§ **Stated goal**
Rewrite all of the lines below, requests included, and scale every x and y coordinate in the answers by 1.8, rounding each result to a whole number with halves rounded up. Keep the numbers in the requests and in their format samples unchanged.

§ **Items listed in a dataset**
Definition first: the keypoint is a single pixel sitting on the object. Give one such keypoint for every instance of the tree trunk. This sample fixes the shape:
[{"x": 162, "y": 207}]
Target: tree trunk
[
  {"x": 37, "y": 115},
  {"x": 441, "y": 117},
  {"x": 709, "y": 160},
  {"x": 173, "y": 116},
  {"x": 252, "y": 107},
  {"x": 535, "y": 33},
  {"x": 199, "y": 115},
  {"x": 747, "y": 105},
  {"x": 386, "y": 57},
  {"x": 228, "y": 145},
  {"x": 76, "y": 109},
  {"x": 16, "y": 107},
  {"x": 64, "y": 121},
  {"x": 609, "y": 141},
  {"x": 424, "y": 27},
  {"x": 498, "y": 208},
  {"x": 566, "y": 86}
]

§ **Answer to the problem**
Definition first: the keypoint is a single pixel sitting on the object. Give one such keypoint for every instance of the tree trunk. This sample fixes the shape:
[{"x": 162, "y": 207}]
Target: tree trunk
[
  {"x": 67, "y": 207},
  {"x": 794, "y": 211},
  {"x": 1276, "y": 288},
  {"x": 311, "y": 209},
  {"x": 454, "y": 193},
  {"x": 963, "y": 59},
  {"x": 358, "y": 207},
  {"x": 1345, "y": 189},
  {"x": 695, "y": 103},
  {"x": 410, "y": 261},
  {"x": 137, "y": 196},
  {"x": 29, "y": 193},
  {"x": 115, "y": 218},
  {"x": 1096, "y": 254},
  {"x": 763, "y": 49},
  {"x": 896, "y": 374},
  {"x": 1019, "y": 155}
]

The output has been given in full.